## TASK DETAILS
Starting at the line that contains "road in the photo above.", quote each line exactly through the last line of the entries, both included.

## STORED RECORDS
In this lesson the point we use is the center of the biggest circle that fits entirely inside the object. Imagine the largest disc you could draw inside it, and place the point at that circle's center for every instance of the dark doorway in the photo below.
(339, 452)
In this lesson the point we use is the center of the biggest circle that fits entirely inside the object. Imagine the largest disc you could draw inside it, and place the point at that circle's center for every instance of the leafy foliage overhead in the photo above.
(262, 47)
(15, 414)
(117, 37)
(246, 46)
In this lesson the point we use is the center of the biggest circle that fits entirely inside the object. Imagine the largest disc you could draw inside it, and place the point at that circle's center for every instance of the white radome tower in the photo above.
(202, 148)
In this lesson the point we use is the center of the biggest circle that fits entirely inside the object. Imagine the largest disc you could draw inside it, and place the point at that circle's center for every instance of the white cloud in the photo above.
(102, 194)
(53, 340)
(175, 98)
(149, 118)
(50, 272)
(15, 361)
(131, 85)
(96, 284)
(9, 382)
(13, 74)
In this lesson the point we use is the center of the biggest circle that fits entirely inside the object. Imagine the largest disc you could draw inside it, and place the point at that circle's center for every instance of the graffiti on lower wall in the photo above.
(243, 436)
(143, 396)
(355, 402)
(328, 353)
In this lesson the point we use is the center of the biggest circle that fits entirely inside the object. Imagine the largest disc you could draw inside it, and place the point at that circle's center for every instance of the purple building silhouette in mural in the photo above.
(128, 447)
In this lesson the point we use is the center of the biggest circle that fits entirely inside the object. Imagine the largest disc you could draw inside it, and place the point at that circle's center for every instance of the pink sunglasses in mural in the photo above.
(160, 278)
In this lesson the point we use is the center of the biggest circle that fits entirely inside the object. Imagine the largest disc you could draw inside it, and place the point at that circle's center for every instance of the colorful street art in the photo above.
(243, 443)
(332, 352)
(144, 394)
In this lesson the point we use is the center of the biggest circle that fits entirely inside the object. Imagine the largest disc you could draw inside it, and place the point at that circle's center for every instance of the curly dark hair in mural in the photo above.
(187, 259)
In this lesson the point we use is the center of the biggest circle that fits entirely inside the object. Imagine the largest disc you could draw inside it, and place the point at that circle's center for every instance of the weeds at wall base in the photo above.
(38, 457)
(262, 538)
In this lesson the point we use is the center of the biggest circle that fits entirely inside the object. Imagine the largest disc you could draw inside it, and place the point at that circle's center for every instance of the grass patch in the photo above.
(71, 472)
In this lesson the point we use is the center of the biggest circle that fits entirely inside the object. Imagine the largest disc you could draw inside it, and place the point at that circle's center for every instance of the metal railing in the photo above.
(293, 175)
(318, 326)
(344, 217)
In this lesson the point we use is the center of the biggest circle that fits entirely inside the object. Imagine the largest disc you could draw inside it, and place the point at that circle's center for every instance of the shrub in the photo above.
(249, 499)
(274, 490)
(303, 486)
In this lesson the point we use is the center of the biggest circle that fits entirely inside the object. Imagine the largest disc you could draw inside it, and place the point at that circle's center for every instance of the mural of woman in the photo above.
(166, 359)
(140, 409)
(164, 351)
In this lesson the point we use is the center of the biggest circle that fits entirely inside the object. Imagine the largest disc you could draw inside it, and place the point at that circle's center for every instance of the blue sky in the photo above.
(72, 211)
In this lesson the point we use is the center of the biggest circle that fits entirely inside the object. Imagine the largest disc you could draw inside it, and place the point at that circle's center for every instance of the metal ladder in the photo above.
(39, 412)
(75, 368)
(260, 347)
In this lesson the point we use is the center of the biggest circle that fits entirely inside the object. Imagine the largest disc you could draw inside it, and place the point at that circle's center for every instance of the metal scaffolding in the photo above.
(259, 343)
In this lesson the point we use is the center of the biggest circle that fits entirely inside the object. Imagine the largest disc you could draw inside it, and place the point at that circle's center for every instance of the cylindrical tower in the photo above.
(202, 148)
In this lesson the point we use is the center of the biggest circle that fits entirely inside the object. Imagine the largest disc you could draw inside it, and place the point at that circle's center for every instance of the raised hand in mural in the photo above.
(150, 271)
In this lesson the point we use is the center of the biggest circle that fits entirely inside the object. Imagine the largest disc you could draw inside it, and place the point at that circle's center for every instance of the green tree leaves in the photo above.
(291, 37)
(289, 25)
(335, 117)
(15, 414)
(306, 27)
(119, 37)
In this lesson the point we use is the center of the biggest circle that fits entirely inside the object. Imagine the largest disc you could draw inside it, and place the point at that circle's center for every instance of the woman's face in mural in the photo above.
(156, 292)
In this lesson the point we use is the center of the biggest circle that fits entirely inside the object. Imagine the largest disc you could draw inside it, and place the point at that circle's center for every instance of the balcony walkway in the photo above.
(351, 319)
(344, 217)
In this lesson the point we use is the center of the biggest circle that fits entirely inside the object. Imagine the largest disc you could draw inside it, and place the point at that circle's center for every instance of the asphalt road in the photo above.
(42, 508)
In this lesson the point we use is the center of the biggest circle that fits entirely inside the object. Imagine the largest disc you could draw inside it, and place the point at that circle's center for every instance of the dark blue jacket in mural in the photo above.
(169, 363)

## RESULT
In this lesson the point we use is the center of the biggest circle that fits entirely inside the object. Imagine the largest disc you could draw inside it, and place the point at that circle's center for every instance of the asphalt road in the photo above.
(42, 508)
In this lesson the point we use is the center of the biggest circle that fits entirely inside the object. Imagine the largest disc you could draw inside it, and place the point at that circle's center for every instance of the dark blue jacket in mural in the photo above.
(169, 363)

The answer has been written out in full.